Exercise prompt: How many lines in the items below contain the string "field"? Reply with the number alone.

(Collection entries)
⁂
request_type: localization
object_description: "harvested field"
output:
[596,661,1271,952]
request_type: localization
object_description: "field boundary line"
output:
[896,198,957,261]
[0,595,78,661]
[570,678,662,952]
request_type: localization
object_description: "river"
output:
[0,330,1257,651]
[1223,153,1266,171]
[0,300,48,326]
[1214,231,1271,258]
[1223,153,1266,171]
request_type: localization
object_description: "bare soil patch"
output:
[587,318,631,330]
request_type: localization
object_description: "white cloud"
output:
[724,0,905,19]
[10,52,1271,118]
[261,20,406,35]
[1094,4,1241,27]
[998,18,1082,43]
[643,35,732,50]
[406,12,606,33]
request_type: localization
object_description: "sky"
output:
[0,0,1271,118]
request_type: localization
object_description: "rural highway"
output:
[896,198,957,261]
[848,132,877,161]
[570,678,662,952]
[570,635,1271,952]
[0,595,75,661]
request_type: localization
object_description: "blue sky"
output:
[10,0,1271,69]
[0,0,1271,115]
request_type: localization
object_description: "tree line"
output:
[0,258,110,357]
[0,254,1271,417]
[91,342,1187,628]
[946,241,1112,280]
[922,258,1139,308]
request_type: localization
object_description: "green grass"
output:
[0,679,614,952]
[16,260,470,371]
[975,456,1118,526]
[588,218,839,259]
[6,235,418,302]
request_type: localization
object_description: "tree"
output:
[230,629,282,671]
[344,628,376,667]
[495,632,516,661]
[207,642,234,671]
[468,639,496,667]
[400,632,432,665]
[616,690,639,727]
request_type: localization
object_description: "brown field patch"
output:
⁂
Result below: 3